The request
Pick out every line of the data below that contains the word "handle" and copy each one. Case matters.

Source data

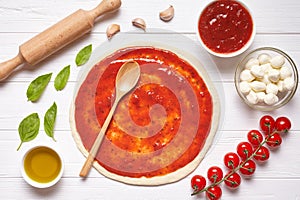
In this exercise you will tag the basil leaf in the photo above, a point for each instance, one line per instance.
(37, 86)
(83, 55)
(29, 128)
(62, 78)
(49, 120)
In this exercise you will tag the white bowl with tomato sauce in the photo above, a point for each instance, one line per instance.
(226, 28)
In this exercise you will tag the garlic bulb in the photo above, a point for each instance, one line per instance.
(140, 23)
(112, 30)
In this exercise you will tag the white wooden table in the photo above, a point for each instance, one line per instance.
(278, 25)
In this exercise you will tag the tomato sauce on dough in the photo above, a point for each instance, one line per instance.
(225, 26)
(159, 127)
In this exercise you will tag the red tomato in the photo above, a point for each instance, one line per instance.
(283, 124)
(244, 150)
(233, 181)
(248, 168)
(267, 124)
(214, 193)
(254, 137)
(214, 174)
(274, 140)
(231, 160)
(198, 183)
(262, 154)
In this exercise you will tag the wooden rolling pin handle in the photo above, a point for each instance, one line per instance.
(7, 67)
(57, 36)
(105, 6)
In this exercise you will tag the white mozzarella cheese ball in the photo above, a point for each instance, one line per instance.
(272, 88)
(252, 97)
(245, 87)
(261, 96)
(246, 75)
(285, 72)
(266, 67)
(271, 99)
(277, 61)
(288, 83)
(258, 86)
(280, 86)
(251, 62)
(257, 71)
(274, 75)
(265, 79)
(264, 58)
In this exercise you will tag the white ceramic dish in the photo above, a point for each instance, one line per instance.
(179, 44)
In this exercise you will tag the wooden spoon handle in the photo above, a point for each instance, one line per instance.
(94, 150)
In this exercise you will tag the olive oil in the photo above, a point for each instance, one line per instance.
(42, 164)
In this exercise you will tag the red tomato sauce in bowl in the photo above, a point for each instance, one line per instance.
(226, 28)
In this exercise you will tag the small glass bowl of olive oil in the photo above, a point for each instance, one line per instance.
(42, 167)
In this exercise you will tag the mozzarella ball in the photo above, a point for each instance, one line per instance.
(277, 61)
(245, 87)
(280, 86)
(274, 75)
(252, 97)
(285, 72)
(264, 58)
(266, 67)
(271, 99)
(260, 96)
(257, 71)
(246, 75)
(258, 86)
(251, 62)
(288, 83)
(272, 88)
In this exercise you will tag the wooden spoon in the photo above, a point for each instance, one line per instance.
(127, 77)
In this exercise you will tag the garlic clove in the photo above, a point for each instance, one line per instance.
(167, 14)
(140, 23)
(112, 30)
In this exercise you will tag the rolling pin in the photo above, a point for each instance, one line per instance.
(57, 36)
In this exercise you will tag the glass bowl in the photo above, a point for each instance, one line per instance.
(249, 75)
(225, 35)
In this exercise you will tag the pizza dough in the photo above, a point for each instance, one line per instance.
(160, 131)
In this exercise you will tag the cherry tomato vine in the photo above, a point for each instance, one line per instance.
(243, 162)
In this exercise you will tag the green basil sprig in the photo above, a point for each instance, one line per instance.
(62, 78)
(83, 55)
(37, 86)
(49, 120)
(29, 128)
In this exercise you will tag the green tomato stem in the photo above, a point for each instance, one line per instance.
(238, 167)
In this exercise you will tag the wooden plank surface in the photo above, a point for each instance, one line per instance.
(278, 25)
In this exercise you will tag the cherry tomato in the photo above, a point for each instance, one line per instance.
(254, 137)
(214, 193)
(267, 124)
(283, 124)
(262, 154)
(214, 174)
(231, 160)
(274, 140)
(233, 181)
(244, 150)
(248, 168)
(198, 182)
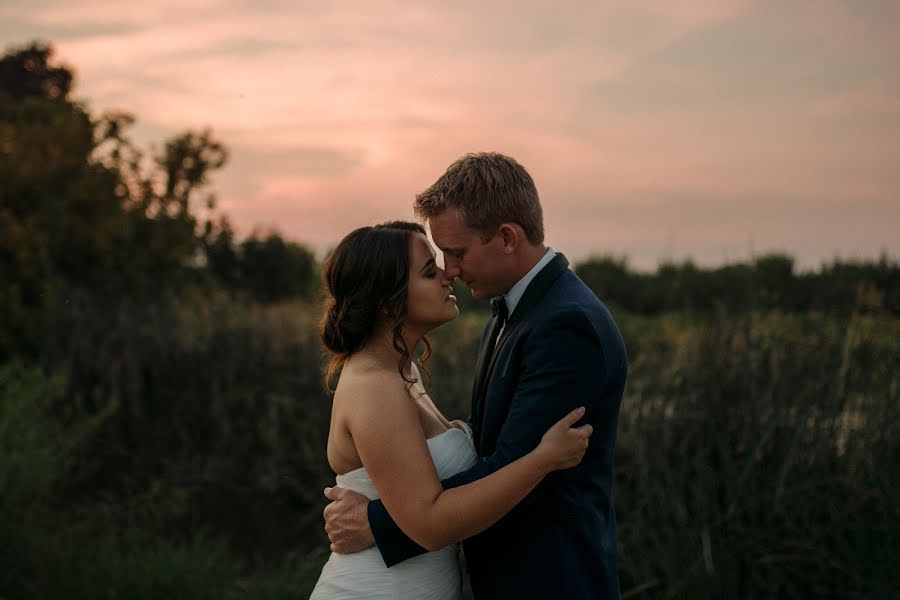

Full response
In this exercise you will tag the wooden rolling pin handle in the photo above, a point for each instance, one line per instance.
In this exercise you will tag the wooden spoon handle in the photo above, a point for each instance, one line per instance.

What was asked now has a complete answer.